>> start Data extract
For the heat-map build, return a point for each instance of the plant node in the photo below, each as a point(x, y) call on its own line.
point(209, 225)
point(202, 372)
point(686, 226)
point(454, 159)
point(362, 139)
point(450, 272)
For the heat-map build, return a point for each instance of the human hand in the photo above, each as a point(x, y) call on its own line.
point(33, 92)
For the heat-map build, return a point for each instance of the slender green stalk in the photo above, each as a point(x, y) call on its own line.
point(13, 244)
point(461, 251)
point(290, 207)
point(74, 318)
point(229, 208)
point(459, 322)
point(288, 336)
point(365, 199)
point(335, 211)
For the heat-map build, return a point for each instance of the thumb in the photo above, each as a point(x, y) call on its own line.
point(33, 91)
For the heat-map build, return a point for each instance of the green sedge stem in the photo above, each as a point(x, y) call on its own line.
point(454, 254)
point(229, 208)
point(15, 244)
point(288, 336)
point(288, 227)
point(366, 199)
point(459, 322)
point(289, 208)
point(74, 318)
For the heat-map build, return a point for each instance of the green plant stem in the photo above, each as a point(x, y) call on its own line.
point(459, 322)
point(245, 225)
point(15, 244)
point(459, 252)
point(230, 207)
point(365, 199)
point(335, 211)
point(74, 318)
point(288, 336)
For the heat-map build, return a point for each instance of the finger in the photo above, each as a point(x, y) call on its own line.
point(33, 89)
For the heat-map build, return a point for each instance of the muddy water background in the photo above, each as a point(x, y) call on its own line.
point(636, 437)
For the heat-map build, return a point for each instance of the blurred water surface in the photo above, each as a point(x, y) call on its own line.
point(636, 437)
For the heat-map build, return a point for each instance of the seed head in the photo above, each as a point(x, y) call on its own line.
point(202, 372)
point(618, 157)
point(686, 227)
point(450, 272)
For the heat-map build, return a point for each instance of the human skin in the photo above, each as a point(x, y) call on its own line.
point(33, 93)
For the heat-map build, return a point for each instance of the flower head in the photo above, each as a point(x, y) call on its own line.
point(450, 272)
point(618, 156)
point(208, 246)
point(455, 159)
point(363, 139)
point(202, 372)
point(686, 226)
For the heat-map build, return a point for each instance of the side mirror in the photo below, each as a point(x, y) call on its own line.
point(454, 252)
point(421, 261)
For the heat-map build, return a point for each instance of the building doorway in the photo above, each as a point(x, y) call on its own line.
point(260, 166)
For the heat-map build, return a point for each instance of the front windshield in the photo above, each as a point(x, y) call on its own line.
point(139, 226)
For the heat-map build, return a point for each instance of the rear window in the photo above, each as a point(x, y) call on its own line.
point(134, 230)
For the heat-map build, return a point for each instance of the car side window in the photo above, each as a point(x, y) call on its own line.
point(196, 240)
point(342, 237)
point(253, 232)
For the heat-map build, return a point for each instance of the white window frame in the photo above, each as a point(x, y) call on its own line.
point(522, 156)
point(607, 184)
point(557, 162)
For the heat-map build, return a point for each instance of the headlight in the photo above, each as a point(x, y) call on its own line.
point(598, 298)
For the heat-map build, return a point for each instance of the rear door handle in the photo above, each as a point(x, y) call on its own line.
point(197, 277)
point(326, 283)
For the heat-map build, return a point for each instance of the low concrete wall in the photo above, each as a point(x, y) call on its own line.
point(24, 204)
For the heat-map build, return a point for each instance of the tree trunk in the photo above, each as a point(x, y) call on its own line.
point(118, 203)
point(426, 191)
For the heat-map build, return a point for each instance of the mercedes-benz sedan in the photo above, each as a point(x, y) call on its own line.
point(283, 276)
>> end Data extract
Your task
Please write out every line in full, from the one containing "of the tree" through the last line above, and shift each coordinate in the answers by adding 12 to it.

Task output
For the heat-map build, return a point for each instance of the tree trunk in the photo above, each as a point(x, y) call on its own line.
point(130, 215)
point(438, 203)
For the heat-map build, return a point for each instance of the mercedes-benz sedan in the photo above, each as a point(x, y) call on its own line.
point(295, 288)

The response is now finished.